1. “De memórias nos Fazemos”, de Violante Saramago Matos

Quem sai aos seus não degenera. E da filha de José Saramago, escritor de causas e de muitos princípios, não se esperava outra coisa. Que defendesse acerrimamente as suas lutas e pontos de vista, por exemplo, o que por vezes agitava o ambiente familiar. “Foi sempre boa a relação com o meu pai?”, questiona-se Violante Saramago Matos no livro de memórias que acaba de lançar. A resposta é duplamente negativa. Por um lado, porque depois do divórcio ficou a viver com a mãe, a artista Ilda Reis. Por outro, porque nos anos 70 “ele era quadro ativo do PCP e eu militava no MRPP, de onde é fácil concluir sobre a impossibilidade de entendimento ou de qualquer cumplicidade”.
════════════════
→ **OBJETIVO DA TAREFA**:
Segundo a passagem de origem, com quem ficou a viver Violante Saramago Matos depois do divórcio?

(Anotações em caixa para fotografias)
════════════════
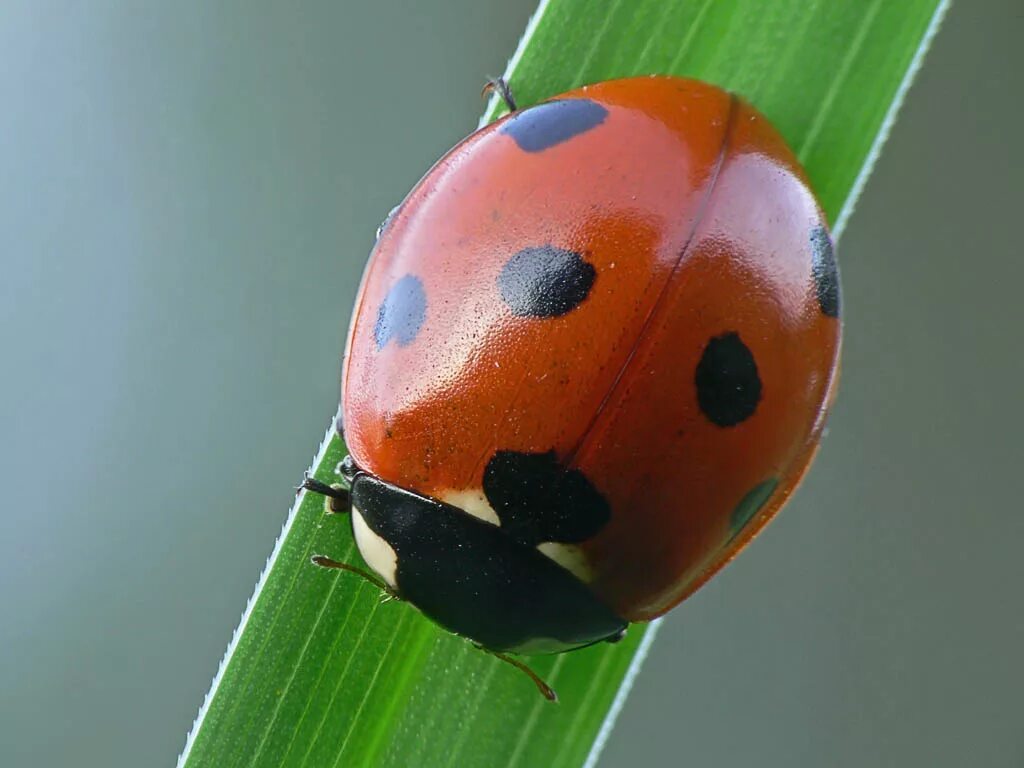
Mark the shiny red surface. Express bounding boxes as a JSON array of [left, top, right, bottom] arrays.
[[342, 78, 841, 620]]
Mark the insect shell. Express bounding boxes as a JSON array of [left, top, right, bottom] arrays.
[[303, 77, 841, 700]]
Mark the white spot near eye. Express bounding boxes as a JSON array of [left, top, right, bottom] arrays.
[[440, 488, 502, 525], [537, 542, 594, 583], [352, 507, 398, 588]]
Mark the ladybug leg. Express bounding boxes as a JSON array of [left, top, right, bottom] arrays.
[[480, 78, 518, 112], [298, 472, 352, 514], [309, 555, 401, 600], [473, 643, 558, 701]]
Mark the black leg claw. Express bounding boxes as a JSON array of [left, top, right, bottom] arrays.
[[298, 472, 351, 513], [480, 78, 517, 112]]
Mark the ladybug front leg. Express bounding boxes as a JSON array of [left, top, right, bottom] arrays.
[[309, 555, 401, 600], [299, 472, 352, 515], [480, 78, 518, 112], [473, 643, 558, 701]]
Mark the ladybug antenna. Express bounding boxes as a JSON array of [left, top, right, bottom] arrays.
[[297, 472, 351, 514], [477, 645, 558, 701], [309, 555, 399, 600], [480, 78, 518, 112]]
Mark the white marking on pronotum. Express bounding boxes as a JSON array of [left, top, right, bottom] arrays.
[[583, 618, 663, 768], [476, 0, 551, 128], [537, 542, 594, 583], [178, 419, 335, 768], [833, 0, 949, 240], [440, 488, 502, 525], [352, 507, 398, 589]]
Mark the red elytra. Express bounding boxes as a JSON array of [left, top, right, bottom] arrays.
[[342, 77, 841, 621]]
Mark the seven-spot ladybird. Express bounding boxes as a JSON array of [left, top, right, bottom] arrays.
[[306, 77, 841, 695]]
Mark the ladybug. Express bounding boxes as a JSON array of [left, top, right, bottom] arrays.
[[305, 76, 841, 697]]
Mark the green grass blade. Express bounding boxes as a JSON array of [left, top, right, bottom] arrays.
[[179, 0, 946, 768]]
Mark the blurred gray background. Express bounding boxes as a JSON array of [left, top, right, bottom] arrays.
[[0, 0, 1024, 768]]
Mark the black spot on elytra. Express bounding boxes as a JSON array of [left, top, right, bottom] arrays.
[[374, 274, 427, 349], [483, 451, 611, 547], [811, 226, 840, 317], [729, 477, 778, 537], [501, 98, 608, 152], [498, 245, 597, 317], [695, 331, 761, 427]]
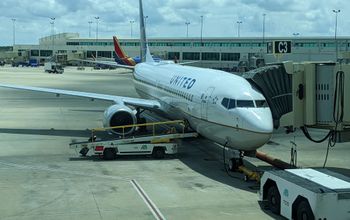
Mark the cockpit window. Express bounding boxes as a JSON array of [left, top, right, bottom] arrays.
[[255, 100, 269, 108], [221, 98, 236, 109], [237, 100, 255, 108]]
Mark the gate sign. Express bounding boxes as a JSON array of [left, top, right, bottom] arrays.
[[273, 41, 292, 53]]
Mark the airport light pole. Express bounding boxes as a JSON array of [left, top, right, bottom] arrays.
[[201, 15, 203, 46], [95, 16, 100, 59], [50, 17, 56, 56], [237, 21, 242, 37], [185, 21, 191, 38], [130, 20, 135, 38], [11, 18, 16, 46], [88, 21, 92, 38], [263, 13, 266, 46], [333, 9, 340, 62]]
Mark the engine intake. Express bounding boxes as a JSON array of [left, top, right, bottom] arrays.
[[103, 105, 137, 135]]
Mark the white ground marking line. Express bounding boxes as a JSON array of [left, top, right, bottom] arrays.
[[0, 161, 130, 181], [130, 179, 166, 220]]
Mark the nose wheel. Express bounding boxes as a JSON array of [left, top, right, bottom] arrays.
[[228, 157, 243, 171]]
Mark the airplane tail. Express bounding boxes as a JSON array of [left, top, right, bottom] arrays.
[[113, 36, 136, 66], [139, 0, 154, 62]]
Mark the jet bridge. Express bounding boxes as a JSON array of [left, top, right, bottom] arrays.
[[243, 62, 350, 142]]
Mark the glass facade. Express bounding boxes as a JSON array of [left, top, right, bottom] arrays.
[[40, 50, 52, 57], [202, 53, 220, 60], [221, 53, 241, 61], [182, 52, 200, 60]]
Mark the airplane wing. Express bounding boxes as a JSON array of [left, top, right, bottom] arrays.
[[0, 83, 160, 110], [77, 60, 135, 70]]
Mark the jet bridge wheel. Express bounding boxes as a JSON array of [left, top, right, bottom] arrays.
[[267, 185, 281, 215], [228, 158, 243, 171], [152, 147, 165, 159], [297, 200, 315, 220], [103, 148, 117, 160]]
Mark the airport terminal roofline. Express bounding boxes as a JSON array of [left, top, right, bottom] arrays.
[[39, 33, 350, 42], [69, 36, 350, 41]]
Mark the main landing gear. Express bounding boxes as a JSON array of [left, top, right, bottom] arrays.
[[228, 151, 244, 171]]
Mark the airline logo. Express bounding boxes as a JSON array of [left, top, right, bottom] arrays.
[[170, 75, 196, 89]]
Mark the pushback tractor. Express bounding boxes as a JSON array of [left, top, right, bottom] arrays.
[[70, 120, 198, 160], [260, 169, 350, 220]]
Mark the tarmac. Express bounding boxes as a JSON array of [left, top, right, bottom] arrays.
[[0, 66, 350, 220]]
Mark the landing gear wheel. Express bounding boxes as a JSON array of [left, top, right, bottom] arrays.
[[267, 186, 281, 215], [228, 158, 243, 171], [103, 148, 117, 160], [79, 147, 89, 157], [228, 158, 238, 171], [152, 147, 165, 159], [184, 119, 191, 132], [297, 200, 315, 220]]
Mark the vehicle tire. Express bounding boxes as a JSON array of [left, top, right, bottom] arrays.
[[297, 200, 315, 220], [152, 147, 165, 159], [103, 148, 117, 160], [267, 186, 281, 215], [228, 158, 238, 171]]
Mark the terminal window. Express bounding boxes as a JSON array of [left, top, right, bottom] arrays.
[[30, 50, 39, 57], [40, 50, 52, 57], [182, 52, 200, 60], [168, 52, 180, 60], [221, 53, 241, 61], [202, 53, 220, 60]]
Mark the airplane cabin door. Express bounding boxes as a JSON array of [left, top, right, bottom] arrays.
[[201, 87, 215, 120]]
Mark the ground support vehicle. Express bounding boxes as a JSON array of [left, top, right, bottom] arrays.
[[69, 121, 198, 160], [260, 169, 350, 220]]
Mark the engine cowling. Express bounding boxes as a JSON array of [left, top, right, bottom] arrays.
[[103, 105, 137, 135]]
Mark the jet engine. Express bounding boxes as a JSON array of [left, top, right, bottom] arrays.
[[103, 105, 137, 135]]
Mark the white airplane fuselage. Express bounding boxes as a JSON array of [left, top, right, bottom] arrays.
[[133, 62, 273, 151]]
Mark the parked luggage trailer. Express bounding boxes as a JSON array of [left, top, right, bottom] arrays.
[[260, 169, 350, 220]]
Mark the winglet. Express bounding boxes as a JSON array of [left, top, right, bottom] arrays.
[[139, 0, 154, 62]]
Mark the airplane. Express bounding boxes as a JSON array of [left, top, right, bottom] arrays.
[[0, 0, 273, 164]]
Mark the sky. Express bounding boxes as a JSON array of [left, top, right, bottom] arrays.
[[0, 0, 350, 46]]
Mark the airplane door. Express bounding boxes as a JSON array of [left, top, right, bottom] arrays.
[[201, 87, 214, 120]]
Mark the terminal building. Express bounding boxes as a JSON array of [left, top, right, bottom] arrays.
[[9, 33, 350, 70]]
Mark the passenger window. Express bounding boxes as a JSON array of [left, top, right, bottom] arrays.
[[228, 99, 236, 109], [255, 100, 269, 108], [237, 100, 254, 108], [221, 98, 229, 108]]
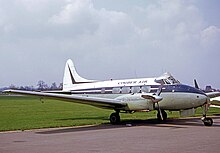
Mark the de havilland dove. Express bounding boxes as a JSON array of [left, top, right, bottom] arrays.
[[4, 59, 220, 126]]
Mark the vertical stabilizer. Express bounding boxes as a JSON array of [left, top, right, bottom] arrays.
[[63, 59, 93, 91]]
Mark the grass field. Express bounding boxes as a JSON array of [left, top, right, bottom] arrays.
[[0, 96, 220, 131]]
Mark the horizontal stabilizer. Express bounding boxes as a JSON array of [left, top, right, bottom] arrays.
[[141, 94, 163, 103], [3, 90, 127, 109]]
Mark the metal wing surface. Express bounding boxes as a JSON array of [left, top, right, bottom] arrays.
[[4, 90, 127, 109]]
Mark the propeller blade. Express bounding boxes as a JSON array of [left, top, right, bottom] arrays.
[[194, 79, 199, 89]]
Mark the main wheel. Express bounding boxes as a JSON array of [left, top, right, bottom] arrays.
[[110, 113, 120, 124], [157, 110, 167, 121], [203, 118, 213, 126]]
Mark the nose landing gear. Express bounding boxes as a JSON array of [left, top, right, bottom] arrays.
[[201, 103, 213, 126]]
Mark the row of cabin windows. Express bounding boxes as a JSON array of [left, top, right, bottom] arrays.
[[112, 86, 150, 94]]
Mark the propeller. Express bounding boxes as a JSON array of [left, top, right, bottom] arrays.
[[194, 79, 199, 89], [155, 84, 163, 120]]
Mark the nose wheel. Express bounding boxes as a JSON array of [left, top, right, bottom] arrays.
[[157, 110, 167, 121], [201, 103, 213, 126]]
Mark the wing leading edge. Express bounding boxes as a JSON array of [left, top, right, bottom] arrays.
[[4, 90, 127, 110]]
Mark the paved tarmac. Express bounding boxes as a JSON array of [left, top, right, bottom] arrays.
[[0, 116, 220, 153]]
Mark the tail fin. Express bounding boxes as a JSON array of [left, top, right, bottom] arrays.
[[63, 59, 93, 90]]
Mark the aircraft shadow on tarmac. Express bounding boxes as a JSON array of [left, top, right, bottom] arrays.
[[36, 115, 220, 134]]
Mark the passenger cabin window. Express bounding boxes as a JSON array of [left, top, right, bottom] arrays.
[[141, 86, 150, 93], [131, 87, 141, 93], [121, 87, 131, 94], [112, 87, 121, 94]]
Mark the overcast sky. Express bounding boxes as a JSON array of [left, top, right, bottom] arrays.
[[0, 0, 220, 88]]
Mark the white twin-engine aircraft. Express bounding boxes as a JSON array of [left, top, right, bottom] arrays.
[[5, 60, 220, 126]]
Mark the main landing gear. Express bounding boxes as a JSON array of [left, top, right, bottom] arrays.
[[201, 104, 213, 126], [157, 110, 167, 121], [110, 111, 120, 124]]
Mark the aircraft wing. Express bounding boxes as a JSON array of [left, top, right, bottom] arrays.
════════════════
→ **RESPOSTA AO EXERCÍCIO**:
Ficou a viver com a mãe, a artista Ilda Reis.